Kaynak metin ->
┄┄┄┄┄┄┄┄┄┄┄┄┄┄┄┄┄┄┄┄

- 1492 Okunma
- 3 Yorum
- 0 Beğeni
BÜYÜK ASKER VE DEVLET ADAMI İSMET İNÖNÜ
BÜYÜK ASKER VE DEVLET ADAMI İSMET İNÖNÜ
Ülkemizin kurtuluşunda unutulmaz emeği olan, Türkiye’ye demokrasiyi getiren, Kurtuluş Savaşının Atatürk’ün yanında zaferle sonuçlanmasını, Lozan Antlaşmasının gerçekleştirilmesini sağlayan, İnönü Savaşlarının muzaffer komutanı , İkinci Cumhurbaşkanımız Büyük Asker ve Devlet Adamı İsmet İnönü’yü aramızdan ayrılışının 38.yıldönümünde şükran ve minnetle anıyorum. Nur içinde yatsın,mekanı cennet olsun.

┄┄┄┄┄┄┄┄┄┄┄┄┄┄┄┄┄┄┄┄

Veri kümesi içeriği ->
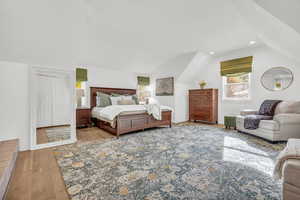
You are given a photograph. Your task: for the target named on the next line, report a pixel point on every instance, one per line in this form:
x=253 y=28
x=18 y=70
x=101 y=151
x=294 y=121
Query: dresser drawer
x=203 y=105
x=83 y=117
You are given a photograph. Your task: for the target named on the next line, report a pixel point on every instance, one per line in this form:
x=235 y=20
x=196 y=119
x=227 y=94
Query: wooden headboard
x=94 y=91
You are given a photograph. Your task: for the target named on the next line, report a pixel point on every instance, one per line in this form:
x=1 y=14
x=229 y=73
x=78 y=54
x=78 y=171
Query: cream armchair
x=285 y=124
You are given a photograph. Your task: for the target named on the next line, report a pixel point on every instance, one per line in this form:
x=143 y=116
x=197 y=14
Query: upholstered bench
x=8 y=155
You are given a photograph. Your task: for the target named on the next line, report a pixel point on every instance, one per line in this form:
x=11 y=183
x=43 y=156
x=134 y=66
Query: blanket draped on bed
x=266 y=112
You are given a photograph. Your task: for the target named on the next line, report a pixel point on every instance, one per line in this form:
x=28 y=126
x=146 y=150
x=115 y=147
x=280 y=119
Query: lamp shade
x=79 y=92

┄┄┄┄┄┄┄┄┄┄┄┄┄┄┄┄┄┄┄┄

Görev talimatları ->
A. İsmet İnönü hakkındaki yazıda, İnönü aramızdan ayrılışının kaçıncı yıldönümünde anılıyor?
B. Lütfen İsmet İnönü hakkındaki yazının devamını, son cümlesinden sonra gelecek şekilde yazın.

Yazılı yanıtlar ->
A. Aramızdan ayrılışının 38. yıldönümünde anılıyor.

B.
1884 yılında İzmir`de doğdu. İlk ve orta öğrenimini Sivas`ta tamamladı. Bir yıl Sivas`ta Mülkiye İdadisi`nde okuduktan sonra, 1897 yılında İstanbul`daki Mühendishane İdadisi`ne gitti. 1901`de Mühendishane-i Berri-i Hümayun`a topçu okulu giren İsmet İnönü, bu okulu 1903`te topçu teğmeni olarak bitirdi. 1906`da Erkân-ı Harbiye Mektebi`ni birincilikle bitirerek kurmay yüzbaşı rütbesiyle Edirne`deki 2. Ordu`nun 8. Alay`ında bölük komutanlığına atandı.
1908`de kolağası oldu ve 31 Mart Olayı 13 Nisan 1909 olarak bilinen ayaklanmayı Selanik`ten gelerek bastıran Hareket Ordusu`nda görev aldı.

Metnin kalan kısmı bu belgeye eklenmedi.